● **Directive 1**: From the Key of Heart article, list every film or commercial that one of the single's songs was used in.

***** Document excerpt *****

"Key of Heart" is BoA's 20th Japanese single and 6th Korean single. The single was available solely in CD+DVD format in Japan with a "special summer low price" and first pressing to commemorate this for being her 20th single.

Compared to previous singles, the sales for "Key of Heart" were low, but this was due to BoA being preoccupied with other projects and the lack of promotion from Avex Trax.

Music video
BoA's Key of Heart music video features BoA singing in a suburb land while driving a jeep. Then dancing on a mountain with 4 other dancers then she meets up with the dancers in a little town, they then dance on the streets. This music video also features BoA singing next to a river. Music video was shot in Lone Pine, California.

Commercial endorsements
Key of Heart was used as the theme song for the Japanese version of the movie Over the Hedge and also served as a background song in the music.jp commercials. Dotch was used as the background song for the Kosé Fasio commercials.

***** Dataset excerpts *****

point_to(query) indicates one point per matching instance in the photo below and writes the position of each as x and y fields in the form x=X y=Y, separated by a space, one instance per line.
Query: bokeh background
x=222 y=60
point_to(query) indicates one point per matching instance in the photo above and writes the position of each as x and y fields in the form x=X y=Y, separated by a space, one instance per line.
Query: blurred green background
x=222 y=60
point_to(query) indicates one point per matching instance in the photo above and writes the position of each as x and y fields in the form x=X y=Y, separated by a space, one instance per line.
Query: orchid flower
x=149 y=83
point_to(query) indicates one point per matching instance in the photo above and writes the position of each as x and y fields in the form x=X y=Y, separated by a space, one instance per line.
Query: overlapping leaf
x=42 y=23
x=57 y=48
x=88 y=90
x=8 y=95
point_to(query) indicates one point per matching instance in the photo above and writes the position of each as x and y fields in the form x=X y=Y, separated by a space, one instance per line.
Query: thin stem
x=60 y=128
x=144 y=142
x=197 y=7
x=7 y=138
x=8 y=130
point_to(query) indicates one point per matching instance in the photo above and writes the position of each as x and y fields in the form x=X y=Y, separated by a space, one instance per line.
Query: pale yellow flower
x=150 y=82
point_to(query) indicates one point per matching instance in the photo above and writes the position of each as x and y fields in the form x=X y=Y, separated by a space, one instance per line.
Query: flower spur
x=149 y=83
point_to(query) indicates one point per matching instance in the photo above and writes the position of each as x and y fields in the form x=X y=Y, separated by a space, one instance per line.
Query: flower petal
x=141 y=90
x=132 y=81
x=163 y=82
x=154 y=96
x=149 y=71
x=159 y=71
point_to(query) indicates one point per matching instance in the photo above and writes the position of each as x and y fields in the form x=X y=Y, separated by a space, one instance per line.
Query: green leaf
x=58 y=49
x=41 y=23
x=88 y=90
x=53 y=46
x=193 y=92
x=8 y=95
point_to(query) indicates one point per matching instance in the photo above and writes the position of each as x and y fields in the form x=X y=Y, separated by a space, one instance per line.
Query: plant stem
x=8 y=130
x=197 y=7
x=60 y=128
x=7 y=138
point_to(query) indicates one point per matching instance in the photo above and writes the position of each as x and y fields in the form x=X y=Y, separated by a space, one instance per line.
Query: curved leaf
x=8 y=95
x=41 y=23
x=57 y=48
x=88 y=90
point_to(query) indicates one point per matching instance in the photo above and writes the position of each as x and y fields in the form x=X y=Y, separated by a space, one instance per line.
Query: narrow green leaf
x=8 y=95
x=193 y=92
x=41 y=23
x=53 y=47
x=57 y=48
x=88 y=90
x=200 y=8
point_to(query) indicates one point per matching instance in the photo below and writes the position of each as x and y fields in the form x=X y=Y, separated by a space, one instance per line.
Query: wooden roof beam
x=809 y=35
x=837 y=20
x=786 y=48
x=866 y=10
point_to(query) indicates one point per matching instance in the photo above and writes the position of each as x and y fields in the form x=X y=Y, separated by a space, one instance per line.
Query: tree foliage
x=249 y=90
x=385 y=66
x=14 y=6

*****

● **Directive 2**: Pull out each line of the rows that contains the word "green".

● **Complete response 1**:
- The Japanese version of the movie Over the Hedge
- The music.jp commercials
- The Kosé Fasio commercials

● **Complete response 2**:
Query: blurred green background
Query: green leaf
Query: narrow green leaf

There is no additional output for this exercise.